> _Atividades propostas_:
1. Indique se cada afirmação concorda com o texto sobre o Corpo Místico e as religiões não cristãs. Responda sim ou não e cite entre aspas as palavras do texto que decidem cada caso. (a) As diferenças entre as religiões cristãs são, em sua maioria, de caráter jurídico e estrutural. (b) A Ressurreição é aceita somente por algumas religiões cristãs. (c) Os judeus aceitam que Javé é o Pai de Jesus Cristo.
2. Transcreva do texto sobre o Corpo Místico e as religiões não cristãs tudo o que vai de "Não encontramos nenhuma" até "aceitos por todas.".

== Texto para leitura ==

10. – O Corpo Místico e as Religiões não cristãs

10. – O Corpo Místico e as Religiões não cristãs

             Não encontramos nenhuma dificuldade no estudo da doutrina do Corpo Místico de Cristo, se nos a focalizarmos num sentido abrangente incluindo os diversos ramos do cristianismo, pois as diferenças existentes entre as religiões cristãs são em sua maioria de caráter jurídico e estrutural; poucas são as divergências doutrinárias e, além disso, os principais dogmas, como a divindade de Cristo, sua Encarnação, a Redenção e a Ressurreição são aceitos por todas.
               Também não nos parece difícil conciliar esta doutrina com o judaísmo, porque são nítidas as relações entre o cristianismo e toda a história do povo hebreu; Abraão, Moisés, David, os profetas e outras figuras importantes do AT são venerados e cultuados pelo cristianismo; sendo Cristo, o Messias anunciado e prometido, que veio cumprir as promessas de Javé para com seu povo. Além disso, Javé é o próprio Deus, Pai de N.S. Jesus Cristo, mesmo que esse fato não seja aceito pelos judeus.

===
== Dados fornecidos ==

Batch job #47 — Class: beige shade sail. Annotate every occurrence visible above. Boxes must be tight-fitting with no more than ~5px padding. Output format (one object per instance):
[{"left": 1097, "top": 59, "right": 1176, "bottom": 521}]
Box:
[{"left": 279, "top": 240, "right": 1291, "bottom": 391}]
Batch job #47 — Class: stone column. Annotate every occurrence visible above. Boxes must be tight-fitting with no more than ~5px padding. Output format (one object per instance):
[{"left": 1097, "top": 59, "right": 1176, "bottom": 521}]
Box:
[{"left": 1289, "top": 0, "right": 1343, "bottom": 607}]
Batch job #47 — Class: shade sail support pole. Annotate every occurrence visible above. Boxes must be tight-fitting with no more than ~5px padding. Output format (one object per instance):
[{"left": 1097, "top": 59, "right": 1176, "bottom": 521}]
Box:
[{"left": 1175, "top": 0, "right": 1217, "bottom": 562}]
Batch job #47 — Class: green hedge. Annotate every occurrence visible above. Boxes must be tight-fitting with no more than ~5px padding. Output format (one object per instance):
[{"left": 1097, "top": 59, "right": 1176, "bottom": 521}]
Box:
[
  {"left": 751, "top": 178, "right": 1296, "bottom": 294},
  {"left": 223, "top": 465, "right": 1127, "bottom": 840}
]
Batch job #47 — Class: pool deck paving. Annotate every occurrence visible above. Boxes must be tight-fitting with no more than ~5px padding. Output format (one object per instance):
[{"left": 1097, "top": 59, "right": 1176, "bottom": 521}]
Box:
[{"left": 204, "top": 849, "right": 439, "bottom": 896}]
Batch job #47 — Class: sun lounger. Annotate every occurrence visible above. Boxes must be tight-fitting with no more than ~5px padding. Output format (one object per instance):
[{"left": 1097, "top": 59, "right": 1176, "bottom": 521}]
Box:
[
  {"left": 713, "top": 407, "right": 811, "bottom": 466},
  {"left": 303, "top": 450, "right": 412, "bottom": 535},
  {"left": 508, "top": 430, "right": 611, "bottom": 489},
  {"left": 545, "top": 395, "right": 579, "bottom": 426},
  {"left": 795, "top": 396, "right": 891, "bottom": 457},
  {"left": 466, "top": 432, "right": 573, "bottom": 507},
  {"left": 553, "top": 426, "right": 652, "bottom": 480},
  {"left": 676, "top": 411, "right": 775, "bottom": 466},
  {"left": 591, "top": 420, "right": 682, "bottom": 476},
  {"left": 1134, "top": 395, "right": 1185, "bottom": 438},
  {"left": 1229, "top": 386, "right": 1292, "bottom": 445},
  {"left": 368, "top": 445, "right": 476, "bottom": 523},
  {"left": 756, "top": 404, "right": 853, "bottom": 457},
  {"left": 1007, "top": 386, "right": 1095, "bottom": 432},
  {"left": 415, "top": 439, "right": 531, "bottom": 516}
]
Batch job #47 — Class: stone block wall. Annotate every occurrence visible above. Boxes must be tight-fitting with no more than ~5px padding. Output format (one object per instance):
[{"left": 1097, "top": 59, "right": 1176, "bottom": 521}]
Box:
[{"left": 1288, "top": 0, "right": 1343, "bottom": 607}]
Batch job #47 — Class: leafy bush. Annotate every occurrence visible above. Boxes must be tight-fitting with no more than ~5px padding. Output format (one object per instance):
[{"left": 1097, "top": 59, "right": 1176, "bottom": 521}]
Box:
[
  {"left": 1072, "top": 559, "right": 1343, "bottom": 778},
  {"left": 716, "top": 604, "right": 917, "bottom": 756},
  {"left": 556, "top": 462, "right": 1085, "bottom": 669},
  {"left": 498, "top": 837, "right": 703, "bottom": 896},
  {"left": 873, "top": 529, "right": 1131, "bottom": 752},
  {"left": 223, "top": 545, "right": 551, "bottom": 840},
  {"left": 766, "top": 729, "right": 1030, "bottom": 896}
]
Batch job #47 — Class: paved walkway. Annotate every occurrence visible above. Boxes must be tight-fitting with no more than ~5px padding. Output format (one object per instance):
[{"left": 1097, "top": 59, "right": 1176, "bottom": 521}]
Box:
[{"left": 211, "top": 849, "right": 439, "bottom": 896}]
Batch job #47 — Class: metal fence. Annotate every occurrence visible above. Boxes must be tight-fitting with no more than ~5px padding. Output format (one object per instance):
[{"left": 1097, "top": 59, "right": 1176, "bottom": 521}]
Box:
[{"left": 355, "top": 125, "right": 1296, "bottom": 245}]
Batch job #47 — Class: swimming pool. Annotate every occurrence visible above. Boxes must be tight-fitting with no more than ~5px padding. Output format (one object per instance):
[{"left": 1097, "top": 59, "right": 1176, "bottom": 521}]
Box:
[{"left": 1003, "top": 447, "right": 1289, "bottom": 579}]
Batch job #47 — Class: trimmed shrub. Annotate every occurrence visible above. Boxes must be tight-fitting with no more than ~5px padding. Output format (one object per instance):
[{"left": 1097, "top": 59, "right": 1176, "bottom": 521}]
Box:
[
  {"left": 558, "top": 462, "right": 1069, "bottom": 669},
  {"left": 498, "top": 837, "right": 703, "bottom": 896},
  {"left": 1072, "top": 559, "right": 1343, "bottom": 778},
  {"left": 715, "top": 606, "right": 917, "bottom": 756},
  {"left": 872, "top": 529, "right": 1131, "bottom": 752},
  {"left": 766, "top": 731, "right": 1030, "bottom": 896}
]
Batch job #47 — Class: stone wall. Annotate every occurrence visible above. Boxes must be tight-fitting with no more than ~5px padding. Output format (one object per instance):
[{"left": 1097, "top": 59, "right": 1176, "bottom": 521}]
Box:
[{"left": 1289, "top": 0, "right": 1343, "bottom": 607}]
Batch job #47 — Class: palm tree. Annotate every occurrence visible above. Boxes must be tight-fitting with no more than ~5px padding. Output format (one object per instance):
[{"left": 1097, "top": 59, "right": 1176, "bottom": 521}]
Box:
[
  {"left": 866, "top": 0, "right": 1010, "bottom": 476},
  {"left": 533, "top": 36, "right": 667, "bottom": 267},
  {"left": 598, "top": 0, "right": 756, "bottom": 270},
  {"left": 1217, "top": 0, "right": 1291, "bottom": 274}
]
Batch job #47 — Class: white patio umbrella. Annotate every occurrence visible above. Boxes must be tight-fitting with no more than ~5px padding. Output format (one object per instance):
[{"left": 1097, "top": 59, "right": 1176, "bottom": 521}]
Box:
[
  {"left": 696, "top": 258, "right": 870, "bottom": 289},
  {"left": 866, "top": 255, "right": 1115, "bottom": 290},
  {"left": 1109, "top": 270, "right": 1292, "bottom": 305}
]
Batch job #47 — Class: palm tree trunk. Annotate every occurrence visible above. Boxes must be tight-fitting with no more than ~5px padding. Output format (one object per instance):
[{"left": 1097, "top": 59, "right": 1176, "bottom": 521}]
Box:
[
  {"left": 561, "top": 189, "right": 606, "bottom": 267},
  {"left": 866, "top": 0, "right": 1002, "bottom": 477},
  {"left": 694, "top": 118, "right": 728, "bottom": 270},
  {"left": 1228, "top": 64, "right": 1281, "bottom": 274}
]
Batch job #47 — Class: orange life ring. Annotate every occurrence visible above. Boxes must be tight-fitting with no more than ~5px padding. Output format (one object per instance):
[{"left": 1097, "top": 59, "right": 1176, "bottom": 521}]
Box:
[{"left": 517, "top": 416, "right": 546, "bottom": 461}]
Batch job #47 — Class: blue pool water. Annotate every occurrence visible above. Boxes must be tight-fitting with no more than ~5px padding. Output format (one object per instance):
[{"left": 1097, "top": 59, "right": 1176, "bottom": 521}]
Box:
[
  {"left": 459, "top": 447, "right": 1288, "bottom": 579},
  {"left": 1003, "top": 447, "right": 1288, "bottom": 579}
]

===

> _Gabarito_:
1.
(a) Sim: "as diferenças existentes entre as religiões cristãs são em sua maioria de caráter jurídico e estrutural".
(b) Não: "os principais dogmas, como a divindade de Cristo, sua Encarnação, a Redenção e a Ressurreição são aceitos por todas".
(c) Não: "mesmo que esse fato não seja aceito pelos judeus".

2.
Não encontramos nenhuma dificuldade no estudo da doutrina do Corpo Místico de Cristo, se nos a focalizarmos num sentido abrangente incluindo os diversos ramos do cristianismo, pois as diferenças existentes entre as religiões cristãs são em sua maioria de caráter jurídico e estrutural; poucas são as divergências doutrinárias e, além disso, os principais dogmas, como a divindade de Cristo, sua Encarnação, a Redenção e a Ressurreição são aceitos por todas.